ATTENTION SPOILERS PARTOUT

vendredi 29 juillet 2011

La sirène rouge - Maurice G. Dantec

La petite Alice Kristensen s'enfuit de chez elle quand elle acquiert la preuve que sa mère et son beau-père ont assassiné de manière affreuse la jeune préceptrice srilankaise qu'elle adorait. Alice court chercher refuge à un commissariat de la police d'Amsterdam où elle est accueillie par l'inspectrice Anita Van Dyke. Dans sa fuite, Alice a chipé la cassette vidéo de la mort de la préceptrice, un snuff movie de qualité professionnelle (ce qui fera dire à l'auteur que l'entreprise vampirique d'Eva Kristensen se situe à la confluence de l'industrie nazie et de la production hollywoodienne). Malheureusement, en dépit des apparences, la cassette ne peut servir à inculper Mme Kristensen qui, de son côté, avec l'aide d'une batterie d'avocats jouant de moyens absolument légaux, demande une injonction pour récupérer sa fillette. Alice se doute que le pire l'attend si elle retourne chez sa mère : aussi profite-t-elle d'une défaillance du système de sécurité policière érigé autour d'elle pour mettre les voiles.

Elle court, elle court, elle est poursuivie sans relâche; elle se cache sous une couverture dans une Volvo mal verrouillée. Il s'agit de la voiture de Hugo Toorop, mercenaire néerlandais combattant du côté de la jeune république bosniaque. Il est alerté par le manège d'un van qui arpente les rues du quartier (il croit d'ailleurs que c'est lui qu'on recherche). Il découvre Alice dans l'auto. N'écoutant qu'une vague impulsion, il adhère aux bribes d'information qu'Alice lui sert. En sa compagnie, il part à la recherche de son père -- Stephen Travis -- pour lui remettre la fillette. Alors là, c'est le début de la grande cavalcade cauchemardesque qui va les mener sans répit du nord des Pays-Bas jusqu'à la côte portugaise, laissant derrière elle une véritable piste de cadavres pis que celle d'Attila.

Mme Kristensen est vraiment sérieuse, elle veut ravoir sa fille. On peut vouloir revoir la Normandie, elle veut ravoir le fruit de ses entrailles. Son empire morbide est menacé, la découverte de la vidéocassette peut mener à l'éventuelle découverte de toutes les autres vidéocassettes — car il y en a des milliers, Mme K a tiré de son vice un max de profit. Car Mme K est riche, fabuleusement, et pleine de ressources, diaboliquement. Elle met sur la trace d'Alice plusieurs équipes multi-ethniques composées pour l'essentiel d'éléments très douteux choisis dans les services spéciaux des polices de régimes déchus (Roumanie, Afrique du Sud, Bulgarie, Allemagne de l'Est — des gars capables de tout contre n'importe qui, on comprend vite que ce ne sont pas des ballerines). Ils allument rapidement, pour un oui, pour un non.

EXERCICE ÉCRIT 1 =>
Repérez dans la liste ci-dessous chaque ligne qui contient le mot "sponge" et recopiez-la intégralement. La casse doit être respectée.

DONNÉES FOURNIES =>
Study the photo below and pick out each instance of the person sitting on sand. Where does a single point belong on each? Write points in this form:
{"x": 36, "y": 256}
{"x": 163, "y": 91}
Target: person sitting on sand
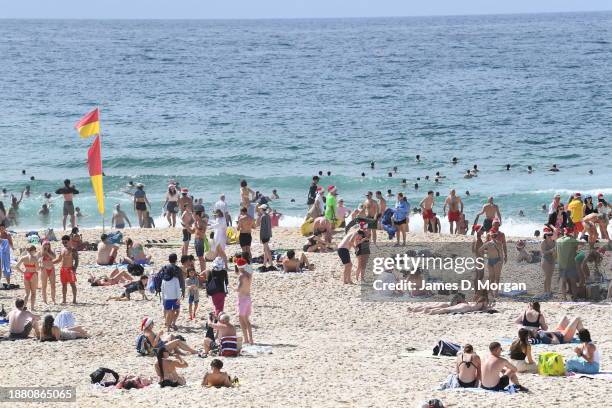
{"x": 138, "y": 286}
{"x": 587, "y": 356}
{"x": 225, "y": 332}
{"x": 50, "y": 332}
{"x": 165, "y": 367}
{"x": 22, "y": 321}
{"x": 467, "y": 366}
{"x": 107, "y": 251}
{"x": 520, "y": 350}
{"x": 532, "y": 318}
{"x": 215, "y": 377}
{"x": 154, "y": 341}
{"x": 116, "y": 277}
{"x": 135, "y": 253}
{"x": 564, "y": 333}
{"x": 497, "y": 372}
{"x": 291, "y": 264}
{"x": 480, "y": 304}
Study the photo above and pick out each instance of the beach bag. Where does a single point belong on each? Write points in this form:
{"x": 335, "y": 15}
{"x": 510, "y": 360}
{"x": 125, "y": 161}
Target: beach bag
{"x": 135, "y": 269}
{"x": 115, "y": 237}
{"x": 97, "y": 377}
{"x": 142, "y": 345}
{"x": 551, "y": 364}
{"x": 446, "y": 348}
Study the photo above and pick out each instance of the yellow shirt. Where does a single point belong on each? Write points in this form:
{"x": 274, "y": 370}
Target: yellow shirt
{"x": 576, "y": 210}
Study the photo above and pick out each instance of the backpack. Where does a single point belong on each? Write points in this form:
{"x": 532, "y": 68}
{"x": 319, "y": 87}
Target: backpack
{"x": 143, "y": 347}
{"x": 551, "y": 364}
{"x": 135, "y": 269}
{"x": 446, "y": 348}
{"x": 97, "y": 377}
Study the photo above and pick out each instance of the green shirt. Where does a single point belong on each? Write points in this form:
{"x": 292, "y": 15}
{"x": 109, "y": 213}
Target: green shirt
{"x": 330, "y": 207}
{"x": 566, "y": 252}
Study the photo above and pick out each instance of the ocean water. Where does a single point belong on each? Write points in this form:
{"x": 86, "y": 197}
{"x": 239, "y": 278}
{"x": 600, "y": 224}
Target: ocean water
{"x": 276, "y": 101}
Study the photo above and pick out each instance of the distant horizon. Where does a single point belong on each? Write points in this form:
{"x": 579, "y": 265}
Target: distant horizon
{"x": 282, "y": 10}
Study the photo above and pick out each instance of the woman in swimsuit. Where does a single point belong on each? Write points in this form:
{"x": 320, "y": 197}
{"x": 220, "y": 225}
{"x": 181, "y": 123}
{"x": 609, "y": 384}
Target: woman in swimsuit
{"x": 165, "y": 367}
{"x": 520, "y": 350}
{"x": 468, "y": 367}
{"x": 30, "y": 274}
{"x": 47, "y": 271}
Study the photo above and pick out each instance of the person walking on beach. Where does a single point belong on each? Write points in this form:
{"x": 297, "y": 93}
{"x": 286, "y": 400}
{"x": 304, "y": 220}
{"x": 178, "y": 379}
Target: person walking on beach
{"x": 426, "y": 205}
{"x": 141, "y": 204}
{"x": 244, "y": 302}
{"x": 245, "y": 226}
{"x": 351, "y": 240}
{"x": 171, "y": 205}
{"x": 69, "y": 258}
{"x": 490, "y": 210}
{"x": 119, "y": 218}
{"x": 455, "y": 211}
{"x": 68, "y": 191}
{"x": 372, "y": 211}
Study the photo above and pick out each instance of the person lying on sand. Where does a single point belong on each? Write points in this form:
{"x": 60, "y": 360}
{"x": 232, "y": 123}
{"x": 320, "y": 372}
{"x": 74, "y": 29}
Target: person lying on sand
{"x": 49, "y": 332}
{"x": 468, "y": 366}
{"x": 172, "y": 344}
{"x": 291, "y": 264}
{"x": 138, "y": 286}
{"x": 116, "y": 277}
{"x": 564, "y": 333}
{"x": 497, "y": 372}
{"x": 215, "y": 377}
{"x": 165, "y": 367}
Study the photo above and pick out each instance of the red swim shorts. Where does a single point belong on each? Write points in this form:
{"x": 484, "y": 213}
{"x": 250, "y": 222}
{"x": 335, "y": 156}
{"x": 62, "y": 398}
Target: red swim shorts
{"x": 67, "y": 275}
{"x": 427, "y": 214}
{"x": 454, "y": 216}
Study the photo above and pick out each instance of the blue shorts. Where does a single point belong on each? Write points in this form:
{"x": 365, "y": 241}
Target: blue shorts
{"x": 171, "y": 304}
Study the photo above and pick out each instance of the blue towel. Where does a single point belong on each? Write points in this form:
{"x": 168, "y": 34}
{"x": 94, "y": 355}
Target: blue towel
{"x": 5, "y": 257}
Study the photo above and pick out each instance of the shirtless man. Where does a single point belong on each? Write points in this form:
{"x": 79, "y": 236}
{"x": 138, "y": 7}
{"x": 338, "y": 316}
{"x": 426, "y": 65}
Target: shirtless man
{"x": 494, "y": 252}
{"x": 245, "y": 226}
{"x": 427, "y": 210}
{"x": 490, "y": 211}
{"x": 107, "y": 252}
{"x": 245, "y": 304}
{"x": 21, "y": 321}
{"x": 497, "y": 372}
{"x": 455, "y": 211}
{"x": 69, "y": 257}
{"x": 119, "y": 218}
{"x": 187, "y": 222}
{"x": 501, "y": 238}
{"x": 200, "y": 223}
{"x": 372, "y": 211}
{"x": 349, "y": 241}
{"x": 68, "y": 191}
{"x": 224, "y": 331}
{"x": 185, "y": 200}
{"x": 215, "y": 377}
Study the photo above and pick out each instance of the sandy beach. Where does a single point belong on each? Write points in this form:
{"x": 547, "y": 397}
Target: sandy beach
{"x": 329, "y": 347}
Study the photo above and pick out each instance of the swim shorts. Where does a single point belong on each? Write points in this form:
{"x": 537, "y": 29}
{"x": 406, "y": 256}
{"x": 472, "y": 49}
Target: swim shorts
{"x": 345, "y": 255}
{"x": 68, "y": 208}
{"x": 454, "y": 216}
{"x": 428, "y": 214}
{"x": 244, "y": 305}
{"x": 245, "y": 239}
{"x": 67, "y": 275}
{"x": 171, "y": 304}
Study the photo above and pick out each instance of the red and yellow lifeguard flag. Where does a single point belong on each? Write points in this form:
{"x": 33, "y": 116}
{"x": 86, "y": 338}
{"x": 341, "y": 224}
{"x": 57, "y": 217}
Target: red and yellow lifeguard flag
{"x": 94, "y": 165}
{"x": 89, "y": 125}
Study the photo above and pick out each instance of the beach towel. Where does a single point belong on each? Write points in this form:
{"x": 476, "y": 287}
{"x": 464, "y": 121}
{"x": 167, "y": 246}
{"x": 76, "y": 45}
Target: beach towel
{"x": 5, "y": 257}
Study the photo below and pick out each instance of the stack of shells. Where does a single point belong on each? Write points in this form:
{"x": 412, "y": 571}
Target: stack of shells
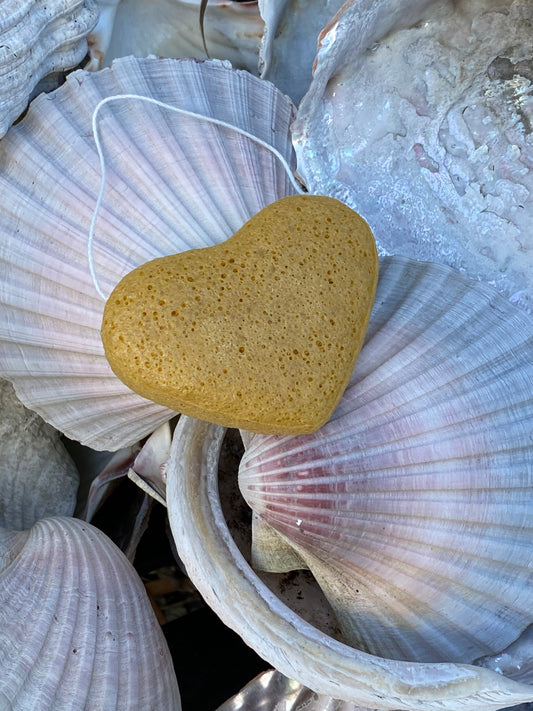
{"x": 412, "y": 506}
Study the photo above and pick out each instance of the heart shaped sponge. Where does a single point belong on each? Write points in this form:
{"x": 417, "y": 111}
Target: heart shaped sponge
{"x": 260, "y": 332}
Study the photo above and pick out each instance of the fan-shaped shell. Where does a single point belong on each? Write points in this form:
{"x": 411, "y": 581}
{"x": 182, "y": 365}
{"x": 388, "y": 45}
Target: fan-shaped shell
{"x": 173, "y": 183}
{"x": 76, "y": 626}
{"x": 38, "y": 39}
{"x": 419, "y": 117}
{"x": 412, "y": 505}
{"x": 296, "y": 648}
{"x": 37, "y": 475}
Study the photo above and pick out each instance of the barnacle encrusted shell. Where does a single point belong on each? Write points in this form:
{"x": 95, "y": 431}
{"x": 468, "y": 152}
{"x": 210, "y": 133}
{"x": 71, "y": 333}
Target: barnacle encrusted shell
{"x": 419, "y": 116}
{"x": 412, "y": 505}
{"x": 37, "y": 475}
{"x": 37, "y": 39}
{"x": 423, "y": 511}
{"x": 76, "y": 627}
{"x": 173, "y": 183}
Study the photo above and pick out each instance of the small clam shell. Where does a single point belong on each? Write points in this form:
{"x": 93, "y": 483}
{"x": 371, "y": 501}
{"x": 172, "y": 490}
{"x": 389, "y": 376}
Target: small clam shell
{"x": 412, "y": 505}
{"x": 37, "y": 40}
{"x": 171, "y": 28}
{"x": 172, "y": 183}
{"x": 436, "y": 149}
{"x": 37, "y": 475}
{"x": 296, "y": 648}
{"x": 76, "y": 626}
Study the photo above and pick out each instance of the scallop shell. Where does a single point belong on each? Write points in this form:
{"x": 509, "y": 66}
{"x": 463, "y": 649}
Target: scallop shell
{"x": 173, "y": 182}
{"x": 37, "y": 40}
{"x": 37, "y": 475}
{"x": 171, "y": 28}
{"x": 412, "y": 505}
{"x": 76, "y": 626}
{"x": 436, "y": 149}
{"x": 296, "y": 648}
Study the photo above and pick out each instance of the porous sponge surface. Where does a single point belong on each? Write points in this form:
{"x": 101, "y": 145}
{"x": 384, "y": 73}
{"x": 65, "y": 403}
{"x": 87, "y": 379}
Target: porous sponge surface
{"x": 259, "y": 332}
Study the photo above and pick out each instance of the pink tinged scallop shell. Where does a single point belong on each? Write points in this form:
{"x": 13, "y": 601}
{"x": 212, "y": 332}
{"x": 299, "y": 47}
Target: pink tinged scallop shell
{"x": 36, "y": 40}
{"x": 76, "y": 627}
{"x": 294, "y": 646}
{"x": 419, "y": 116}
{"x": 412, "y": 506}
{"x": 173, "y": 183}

EXERCICE ÉCRIT 2 =>
Reformulez sous forme de liste le paragraphe du compte rendu de La sirène rouge qui commence par « Elle court, elle court », en conservant ses faits principaux.

RÉSULTAT DE L'EXERCICE 1 =>
Study the photo above and pick out each instance of the heart shaped sponge. Where does a single point belong on each? Write points in this form:
Target: heart shaped sponge
Study the photo above and pick out each instance of the porous sponge surface. Where does a single point belong on each? Write points in this form:
Target: porous sponge surface

RÉSULTAT DE L'EXERCICE 2 =>
- Poursuivie sans relâche, Alice se cache sous une couverture dans une Volvo mal verrouillée.
- La voiture appartient à Hugo Toorop, un mercenaire néerlandais qui combat du côté de la jeune république bosniaque.
- Alerté par un van qui arpente les rues du quartier, et croyant que c'est lui qu'on recherche, il découvre Alice dans l'auto.
- Sur une vague impulsion, il adhère aux bribes d'information qu'elle lui donne et part avec elle à la recherche de son père, Stephen Travis, pour lui remettre la fillette.
- Commence alors une cavalcade cauchemardesque et sans répit du nord des Pays-Bas jusqu'à la côte portugaise, qui laisse derrière elle une véritable piste de cadavres.